▸ **Study text**
|---|
HUDSON– Chatham Police Chief Peter Volkmann briefed the county Opioid Epidemic Response Committee early this month on his department’s Chatham Cares 4 U Outreach program, which gets opioid abusers and others in opioid crises into treatment promptly. The chief also explained more about the program–the only one of its kind in the county–in a follow-up telephone interview.
All Chatham Police positions are part time, but each officer’s duties include handling Chatham Cares 4 U as cases arise, Chief Volkmann said. This includes all steps necessary to place people with opioid problems in facilities providing the treatment they need: determining the type of treatment facility a person needs; finding out the person’s insurance coverage; coaching the person on how to answer insurance questions; finding a bed for the person in an appropriate facility; and driving the person to the facility.
|---|
▸ **Instructions for the task**
According to the Chatham Cares 4 U article, what type of positions are all Chatham Police positions?

▸ **Data provided**
|---|
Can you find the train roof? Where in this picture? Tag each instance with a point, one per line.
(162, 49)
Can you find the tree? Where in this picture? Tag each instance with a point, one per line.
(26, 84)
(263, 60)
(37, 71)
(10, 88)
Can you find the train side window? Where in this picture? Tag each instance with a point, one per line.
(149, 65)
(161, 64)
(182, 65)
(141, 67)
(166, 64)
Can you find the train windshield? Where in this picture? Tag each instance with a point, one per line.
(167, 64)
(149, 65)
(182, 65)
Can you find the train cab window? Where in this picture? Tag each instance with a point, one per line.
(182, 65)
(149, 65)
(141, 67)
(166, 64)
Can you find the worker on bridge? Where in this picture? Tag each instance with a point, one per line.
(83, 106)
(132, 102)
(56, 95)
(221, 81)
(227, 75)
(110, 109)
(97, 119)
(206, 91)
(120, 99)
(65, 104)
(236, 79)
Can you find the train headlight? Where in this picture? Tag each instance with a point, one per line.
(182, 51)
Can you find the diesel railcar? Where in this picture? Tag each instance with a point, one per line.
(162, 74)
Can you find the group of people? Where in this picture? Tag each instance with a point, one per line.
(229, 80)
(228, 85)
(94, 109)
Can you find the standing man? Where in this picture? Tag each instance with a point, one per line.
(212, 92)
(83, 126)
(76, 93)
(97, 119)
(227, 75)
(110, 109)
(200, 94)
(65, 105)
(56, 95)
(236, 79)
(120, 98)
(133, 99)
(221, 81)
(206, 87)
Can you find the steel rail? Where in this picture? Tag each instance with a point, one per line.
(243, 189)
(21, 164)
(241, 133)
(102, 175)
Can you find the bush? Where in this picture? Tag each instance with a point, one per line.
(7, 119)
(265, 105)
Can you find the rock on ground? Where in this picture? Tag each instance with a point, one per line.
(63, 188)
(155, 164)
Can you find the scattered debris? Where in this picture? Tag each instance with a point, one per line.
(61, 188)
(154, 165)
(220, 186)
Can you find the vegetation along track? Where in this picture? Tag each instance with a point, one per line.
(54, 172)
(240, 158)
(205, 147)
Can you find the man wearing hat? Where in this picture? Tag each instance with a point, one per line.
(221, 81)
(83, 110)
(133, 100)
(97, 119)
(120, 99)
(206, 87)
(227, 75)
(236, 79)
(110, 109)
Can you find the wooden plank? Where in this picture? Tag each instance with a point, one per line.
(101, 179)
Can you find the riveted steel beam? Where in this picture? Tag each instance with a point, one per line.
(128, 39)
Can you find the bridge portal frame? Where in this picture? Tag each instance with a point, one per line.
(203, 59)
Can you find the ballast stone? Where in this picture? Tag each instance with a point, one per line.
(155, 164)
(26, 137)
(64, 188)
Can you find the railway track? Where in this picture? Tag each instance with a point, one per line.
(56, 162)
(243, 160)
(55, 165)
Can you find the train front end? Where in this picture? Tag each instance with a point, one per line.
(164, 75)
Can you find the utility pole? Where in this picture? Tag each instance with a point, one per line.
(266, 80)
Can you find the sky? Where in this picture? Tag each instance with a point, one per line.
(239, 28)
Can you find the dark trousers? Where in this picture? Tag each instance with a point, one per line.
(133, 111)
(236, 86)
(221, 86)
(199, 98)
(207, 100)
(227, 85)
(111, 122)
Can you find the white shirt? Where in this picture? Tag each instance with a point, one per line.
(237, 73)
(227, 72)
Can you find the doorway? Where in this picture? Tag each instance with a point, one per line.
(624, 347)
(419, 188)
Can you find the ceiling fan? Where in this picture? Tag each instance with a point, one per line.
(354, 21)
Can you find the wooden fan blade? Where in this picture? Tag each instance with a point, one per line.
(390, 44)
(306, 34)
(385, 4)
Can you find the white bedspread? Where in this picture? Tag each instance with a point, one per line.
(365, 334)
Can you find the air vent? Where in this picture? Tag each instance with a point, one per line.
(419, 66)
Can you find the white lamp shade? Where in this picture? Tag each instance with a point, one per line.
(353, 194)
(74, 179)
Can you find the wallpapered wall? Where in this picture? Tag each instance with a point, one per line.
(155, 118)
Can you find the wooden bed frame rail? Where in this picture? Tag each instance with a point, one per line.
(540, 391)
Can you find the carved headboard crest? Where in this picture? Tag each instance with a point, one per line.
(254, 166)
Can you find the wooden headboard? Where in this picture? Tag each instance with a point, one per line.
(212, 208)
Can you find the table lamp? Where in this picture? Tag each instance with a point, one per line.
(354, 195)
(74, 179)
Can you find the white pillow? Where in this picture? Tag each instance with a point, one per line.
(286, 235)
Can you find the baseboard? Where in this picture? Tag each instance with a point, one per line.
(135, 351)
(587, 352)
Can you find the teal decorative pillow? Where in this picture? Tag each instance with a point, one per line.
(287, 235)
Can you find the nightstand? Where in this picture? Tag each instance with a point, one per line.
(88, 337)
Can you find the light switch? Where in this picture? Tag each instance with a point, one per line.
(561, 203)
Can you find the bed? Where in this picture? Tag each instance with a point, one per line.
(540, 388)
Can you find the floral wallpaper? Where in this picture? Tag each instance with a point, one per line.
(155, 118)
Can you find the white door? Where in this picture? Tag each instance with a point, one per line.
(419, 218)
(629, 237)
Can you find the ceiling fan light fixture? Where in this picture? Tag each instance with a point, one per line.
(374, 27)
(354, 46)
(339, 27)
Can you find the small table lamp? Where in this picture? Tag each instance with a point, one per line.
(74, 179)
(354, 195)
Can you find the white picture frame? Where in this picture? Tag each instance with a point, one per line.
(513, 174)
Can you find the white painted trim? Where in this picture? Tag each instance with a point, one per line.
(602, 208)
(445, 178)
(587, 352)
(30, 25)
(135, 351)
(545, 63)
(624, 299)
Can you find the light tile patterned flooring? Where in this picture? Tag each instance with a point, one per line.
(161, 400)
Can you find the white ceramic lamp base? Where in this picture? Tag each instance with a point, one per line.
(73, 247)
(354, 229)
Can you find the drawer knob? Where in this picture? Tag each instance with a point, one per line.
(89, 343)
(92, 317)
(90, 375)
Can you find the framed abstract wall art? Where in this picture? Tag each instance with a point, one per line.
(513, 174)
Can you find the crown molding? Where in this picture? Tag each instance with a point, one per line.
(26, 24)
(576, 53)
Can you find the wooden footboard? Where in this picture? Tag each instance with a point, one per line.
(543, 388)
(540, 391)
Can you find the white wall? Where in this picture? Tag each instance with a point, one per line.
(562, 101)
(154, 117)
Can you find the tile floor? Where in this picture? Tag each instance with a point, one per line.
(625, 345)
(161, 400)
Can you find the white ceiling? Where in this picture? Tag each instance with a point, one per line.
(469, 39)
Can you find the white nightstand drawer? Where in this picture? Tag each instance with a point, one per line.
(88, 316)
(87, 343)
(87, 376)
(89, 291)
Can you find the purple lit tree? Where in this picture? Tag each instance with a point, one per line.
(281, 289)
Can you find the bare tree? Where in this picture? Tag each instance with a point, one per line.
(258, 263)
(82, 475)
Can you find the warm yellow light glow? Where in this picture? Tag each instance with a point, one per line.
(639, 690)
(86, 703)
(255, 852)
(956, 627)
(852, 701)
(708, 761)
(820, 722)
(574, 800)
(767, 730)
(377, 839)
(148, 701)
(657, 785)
|---|
▸ **Answer for the task**
Part time.